-- SELECTED EXTRACT start --

Re: RFC: fsyscall

From: Eric W. Biederman
Date: Wed Sep 09 2015 - 15:40:34 EST


David Drysdale <drysdale@xxxxxxxxxx> writes:

> On Wed, Sep 9, 2015 at 1:25 AM, Eric W. Biederman <ebiederm@xxxxxxxxxxxx> wrote:
>> Andy Lutomirski <luto@xxxxxxxxxxxxxx> writes:
>> > On Tue, Sep 8, 2015 at 4:07 PM, Eric W. Biederman <ebiederm@xxxxxxxxxxxx> wrote:
>>
>> >> Perhaps I had missed it but I don't recall capsicum being able to wrap
>> >> things like reboot(2).
>> >>
>> >
>> > Ah, so you want to be able to grant BPF-defined capabilities :)
>>
>> Pretty much.
>>
>> Where I am focusing is turning Posix capabilities into real
>> capabilities. I would not mind if the functionality was a bit more
>> general. Say to be able to handle things like security labels, or
>> anywhere else you might reasonably be asked can you do X?
>>
>> But I would be happy if we just managed to wrap the Posix capabilities
>> and turned them into real capablilities.
>
> Interesting idea! So kind of like the "object" in question is the root
> role, and the different rights for the corresponding object-capability
> (the file descriptor) are the POSIX capabilities (in the simple case
> at least).
>
> And yes, Capsicum doesn't generally interact with things like reboot(2);
> its checks are on top of any DAC policies rather than instead of them,
> as it's a hybrid rather than a pure object-capability system.

-- SELECTED EXTRACT end --
-- RAW DATA start --

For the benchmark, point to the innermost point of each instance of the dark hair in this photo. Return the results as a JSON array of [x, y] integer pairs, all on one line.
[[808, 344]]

-- RAW DATA end --

REQUIRED TASKS =
1. In the fsyscall thread, why doesn't Capsicum generally interact with things like reboot(2)? Answer in one to three sentences.
2. Could you copy the fsyscall thread between "David Drysdale <drysdale@xxxxxxxxxx>" and "things like reboot(2).", inclusive, renaming "wrap" as "cover"?
The lines have no connection to the fsyscall thread.

CORRECT ANSWERS =
1. Capsicum is a hybrid rather than a pure object-capability system, so its checks sit on top of any DAC policies instead of replacing them. That is why it doesn't generally interact with things like reboot(2).

2.
David Drysdale <drysdale@xxxxxxxxxx> writes:

> On Wed, Sep 9, 2015 at 1:25 AM, Eric W. Biederman <ebiederm@xxxxxxxxxxxx> wrote:
>> Andy Lutomirski <luto@xxxxxxxxxxxxxx> writes:
>> > On Tue, Sep 8, 2015 at 4:07 PM, Eric W. Biederman <ebiederm@xxxxxxxxxxxx> wrote:
>>
>> >> Perhaps I had missed it but I don't recall capsicum being able to cover
>> >> things like reboot(2).